▶ _Problem details_:
Pick up the news piece below on Rio Tinto's falling 2021 production and keep writing from its last sentence.

▶ _Text excerpt_:
'''
Production levels fall at Rio Tinto amid Covid-19 disruption
Raw material specialists Rio Tinto have revealed production levels for the full-year have dropped across the board following challenging weather conditions, the spread of Covid-19, and capacity issues.
Production of pibara iron ore shipments fell four per cent to 319.7mt in 2021, while shipments dropped three per cent.
The biggest drops included titanium dioxide slag production, which plummeted nine per cent, and mined copper which fell seven per cent over the 12-month window.
Iron ore pellets and concentrate also declined six per cent, while key materials bauxite and aluminium dropped three and one per cent respectively.
The results follow the appointment of Dominic Barton as Rio Tinto’s new chair last month.
He will succeed Simon Thompson in the role and will join the board with from April 2022.
One positive piece of news in the full-year report, amid the production shortfalls was that Rio Tinto also revealed it had achieved a third consecutive year with no fatalities at our managed operations.
This was despite fatigue, labour shortages and supply pressures from COVID-19 heightening the safety risk in day-to-day operations.
In a further boost for the raw material specialists, Rio Tinto has also entered into an agreement to acquire the Rincon lithium project in Argentina from Rincon Mining for $825m.
Rincon is one of the largest undeveloped lithium brine projects in the world, located in the heart of the lithium triangle in Salta Province.
'''
▶ _Given data_:
'''
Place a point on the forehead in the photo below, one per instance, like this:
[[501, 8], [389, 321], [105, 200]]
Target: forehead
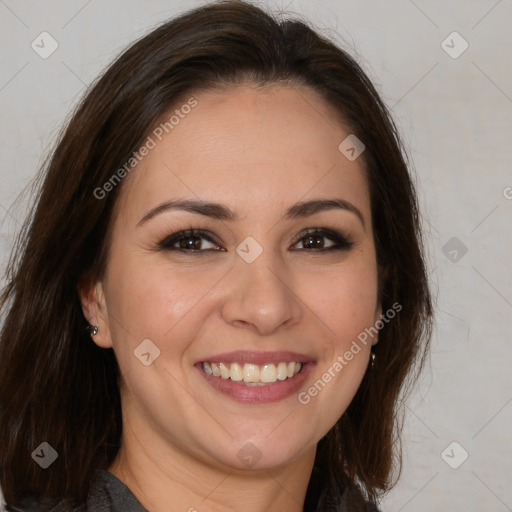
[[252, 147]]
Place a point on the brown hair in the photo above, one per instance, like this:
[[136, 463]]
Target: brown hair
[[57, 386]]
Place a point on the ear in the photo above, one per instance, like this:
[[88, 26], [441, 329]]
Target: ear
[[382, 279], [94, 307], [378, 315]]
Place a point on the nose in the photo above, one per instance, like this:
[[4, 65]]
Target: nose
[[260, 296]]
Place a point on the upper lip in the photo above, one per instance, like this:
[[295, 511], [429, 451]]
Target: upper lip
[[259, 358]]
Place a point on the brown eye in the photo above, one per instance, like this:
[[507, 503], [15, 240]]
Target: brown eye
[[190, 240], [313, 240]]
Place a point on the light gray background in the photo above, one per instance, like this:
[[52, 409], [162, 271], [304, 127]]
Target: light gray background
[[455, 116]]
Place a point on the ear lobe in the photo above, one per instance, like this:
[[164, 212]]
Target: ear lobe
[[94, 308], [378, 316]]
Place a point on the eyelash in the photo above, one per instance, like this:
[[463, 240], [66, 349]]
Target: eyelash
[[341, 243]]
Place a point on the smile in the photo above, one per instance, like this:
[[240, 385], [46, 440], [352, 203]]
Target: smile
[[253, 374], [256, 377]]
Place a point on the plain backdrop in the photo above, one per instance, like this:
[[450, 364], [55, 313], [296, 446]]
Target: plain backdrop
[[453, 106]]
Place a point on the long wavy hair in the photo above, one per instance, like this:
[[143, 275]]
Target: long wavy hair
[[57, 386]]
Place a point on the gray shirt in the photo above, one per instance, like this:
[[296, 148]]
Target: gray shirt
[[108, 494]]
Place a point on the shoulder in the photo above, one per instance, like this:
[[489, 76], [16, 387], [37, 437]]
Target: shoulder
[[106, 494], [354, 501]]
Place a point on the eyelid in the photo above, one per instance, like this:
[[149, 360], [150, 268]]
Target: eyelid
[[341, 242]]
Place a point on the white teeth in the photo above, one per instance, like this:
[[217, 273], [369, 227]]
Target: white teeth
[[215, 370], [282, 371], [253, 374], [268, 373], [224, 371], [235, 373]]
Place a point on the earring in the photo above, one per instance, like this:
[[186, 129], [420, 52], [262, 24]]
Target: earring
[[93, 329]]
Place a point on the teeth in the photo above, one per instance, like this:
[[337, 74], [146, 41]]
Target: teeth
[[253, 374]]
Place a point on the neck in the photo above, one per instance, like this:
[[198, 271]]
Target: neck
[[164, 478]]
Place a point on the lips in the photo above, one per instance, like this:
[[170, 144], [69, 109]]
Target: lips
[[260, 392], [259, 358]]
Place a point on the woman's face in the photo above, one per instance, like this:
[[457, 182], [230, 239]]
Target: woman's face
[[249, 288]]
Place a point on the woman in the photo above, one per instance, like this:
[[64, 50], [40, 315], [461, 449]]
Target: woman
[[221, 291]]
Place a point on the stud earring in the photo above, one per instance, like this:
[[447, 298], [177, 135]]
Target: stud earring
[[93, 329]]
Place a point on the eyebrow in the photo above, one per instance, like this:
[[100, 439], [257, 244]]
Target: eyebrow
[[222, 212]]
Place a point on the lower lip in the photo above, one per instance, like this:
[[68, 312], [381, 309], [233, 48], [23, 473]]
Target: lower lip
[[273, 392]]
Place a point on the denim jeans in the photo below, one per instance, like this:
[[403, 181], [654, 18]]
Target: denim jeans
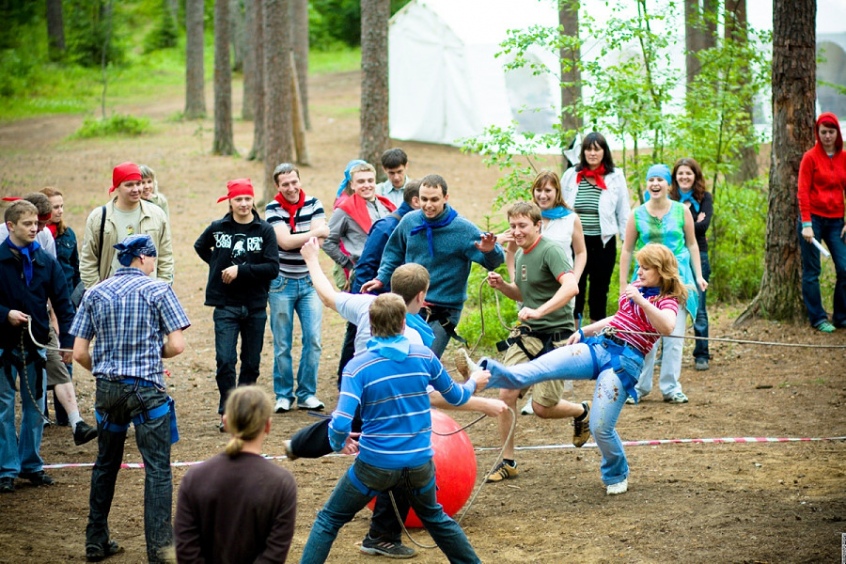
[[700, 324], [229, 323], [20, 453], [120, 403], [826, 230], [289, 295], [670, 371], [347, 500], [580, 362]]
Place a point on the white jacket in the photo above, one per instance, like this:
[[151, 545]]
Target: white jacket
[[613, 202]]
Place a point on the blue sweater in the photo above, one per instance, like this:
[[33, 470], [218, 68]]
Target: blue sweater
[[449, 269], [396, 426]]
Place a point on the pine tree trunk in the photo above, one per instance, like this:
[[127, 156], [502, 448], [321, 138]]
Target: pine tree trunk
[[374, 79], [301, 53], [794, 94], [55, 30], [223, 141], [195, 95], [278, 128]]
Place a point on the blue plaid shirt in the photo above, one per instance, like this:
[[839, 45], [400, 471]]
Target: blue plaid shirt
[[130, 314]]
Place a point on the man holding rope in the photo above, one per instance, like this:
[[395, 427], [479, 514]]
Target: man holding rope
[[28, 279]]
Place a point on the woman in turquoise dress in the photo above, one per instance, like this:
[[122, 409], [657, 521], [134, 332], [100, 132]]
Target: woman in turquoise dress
'''
▶ _Task result_:
The report also highlights that Rio Tinto unveiled a decarbonisation strategy in October, aiming to reduce emissions by 15 per cent by 2025, and for a 50 per cent cut in scope 1 and 2 emissions by the end of the decade.
The following month, it announced the ELYSIS joint venture successfully produced aluminium without any direct greenhouse gas emissions from commercial-size cells.
It has also seen encouraging signs from its Rio Tinto Safe Production System (RTSPS) across five pilot sites.
The scheme focuses on sustainably unlocking capacity across the system, with significant improvement at its Kennecott concentrator site already reported since its rollout.
A significantly larger programme is planned for 2022, with 30 deployments at 15 sites, alongside 80 rapid improvement projects which aim at improving targeted bottlenecks.
Rio Tinto has also issued $1.25 billion 30-year fixed rate SEC-registered bonds priced at 2.75 per cent.
The proceeds of the new issuance were used to fund the early redemption and extinguishment of the company’s $1.20 billion 3.75 per cent bonds due to mature in June 2025.